- Exercise description:
Can you pick up the passage on industry in India below and continue it from its last sentence?

- Selected excerpt:

#####

Economic activity related to the transformation of resources into usable goods is referred to as industry. Industry includes both the breeding and raising of animals as well as the production or processing of materials and goods. Activities involving mechanical appliances and technical expertise are also referred to as industry. The Industrial sector plays a major role in the economy of a nation. 

Bharat is gifted with various natural resources such as fertile soil, forests, minerals, and water. Also, cheap labor required for the development of industries is available in the country. The vast population provides a ready market for the consumption of the finished goods. All these factors played a favorable role in developing industries in Bharat. Today, the major industries in Bharat’s economy are Iron & Steel, Textiles, Jute, Sugar, Cement, Paper, Petrochemical, Automobile, Information Technology (IT), and Banking & Insurance.


Indian Industries

Since independence, the government has introduced various industrial policies as summarised below:

  1. Industrial Policy Resolution, 1948: The Industrial Policy Resolution of 1948 sought to advance infrastructure development, private sector investment, and the expansion of small-scale industries to advance industrial development within the nation. The policy prioritized the growth of the consumer goods, basic industries, and agriculture sectors.

  2. Industrial Policy Resolution, 1956: The Industrial Policy Resolution of 1956 established the groundwork for India's socialist economic model by emphasizing the growth of the public sector. Its goal was to encourage fair distribution of wealth and lessen the concentration of economic power in the hands of a select few.

  3. Industrial Policy Statement, 1973: By supporting the expansion of small-scale businesses, encouraging the growth of indigenous industries, and offering incentives to export-oriented industries, the Industrial Policy Statement of 1973 sought to foster economic self-reliance.

#####

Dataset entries
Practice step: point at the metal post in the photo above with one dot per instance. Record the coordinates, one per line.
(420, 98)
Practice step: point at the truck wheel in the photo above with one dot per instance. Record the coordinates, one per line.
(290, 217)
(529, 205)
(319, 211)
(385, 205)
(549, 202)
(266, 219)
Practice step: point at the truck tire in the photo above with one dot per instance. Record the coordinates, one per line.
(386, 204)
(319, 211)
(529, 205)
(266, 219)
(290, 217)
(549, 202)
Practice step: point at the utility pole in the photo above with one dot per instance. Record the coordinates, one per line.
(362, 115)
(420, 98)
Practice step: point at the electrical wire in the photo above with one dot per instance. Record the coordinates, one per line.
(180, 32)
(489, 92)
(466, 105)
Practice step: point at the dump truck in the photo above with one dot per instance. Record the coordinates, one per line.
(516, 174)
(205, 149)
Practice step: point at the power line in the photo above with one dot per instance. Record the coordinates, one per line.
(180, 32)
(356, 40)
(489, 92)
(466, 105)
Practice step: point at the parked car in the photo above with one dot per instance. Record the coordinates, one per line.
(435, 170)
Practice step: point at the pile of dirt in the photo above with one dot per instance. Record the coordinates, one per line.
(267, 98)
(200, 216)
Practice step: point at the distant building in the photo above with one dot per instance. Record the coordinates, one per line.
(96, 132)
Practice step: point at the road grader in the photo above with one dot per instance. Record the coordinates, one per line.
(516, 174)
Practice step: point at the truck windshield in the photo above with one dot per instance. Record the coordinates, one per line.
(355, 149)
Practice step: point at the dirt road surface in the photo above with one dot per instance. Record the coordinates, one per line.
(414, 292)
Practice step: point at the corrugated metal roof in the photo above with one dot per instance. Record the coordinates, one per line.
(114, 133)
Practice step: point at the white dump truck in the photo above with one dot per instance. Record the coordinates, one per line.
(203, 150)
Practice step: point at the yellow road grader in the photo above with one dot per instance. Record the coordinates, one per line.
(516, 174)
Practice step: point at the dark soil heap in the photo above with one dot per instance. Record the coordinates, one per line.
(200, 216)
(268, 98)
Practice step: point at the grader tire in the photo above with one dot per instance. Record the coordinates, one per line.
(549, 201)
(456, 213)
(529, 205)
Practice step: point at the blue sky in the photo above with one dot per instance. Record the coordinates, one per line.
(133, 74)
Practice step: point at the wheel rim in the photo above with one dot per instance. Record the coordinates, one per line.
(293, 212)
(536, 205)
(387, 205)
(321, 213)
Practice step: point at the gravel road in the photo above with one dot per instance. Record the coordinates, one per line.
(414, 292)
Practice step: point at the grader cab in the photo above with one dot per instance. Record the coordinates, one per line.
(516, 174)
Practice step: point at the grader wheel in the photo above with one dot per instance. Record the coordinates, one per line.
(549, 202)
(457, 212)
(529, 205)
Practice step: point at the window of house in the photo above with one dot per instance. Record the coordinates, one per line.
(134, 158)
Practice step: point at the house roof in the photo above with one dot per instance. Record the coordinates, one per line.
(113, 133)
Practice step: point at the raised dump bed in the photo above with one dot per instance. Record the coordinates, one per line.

#####

- Answer space:
  4. New Industrial Policy, 1991: India's socialist economic model underwent a significant shift in 1991 with the implementation of the New Industrial Policy, which sought to reduce government intervention, promote private sector involvement, and liberalize the economy. The policy promoted the development of high-tech and export-oriented industries while opening the economy to foreign investment.

  5. National Manufacturing Policy, 2011: The National Manufacturing Policy of 2011 strongly emphasized developing technology and innovation, building up the workforce's skill set, and bolstering infrastructure to raise manufacturing's GDP share to 25% by 2022.

  6. Make in India, 2014: The government of India started a significant program called "Made in India" in 2014 to encourage domestic manufacturing and draw in foreign capital. The initiative seeks to facilitate investment in the manufacturing sector by streamlining regulations, creating an environment that is favorable for investment, and offering incentives and benefits.

  7. Aatmanirbhar Bharat: The COVID-19 pandemic adversely affected the Indian economy. In 2020, the central government launched the Atmanirbhar Bharat Abhiyaan (Self-reliant India campaign). Under this campaign, they announced various reforms in the industrial sectors of defense, space, aviation, minerals, power, atomic research, and social infrastructure.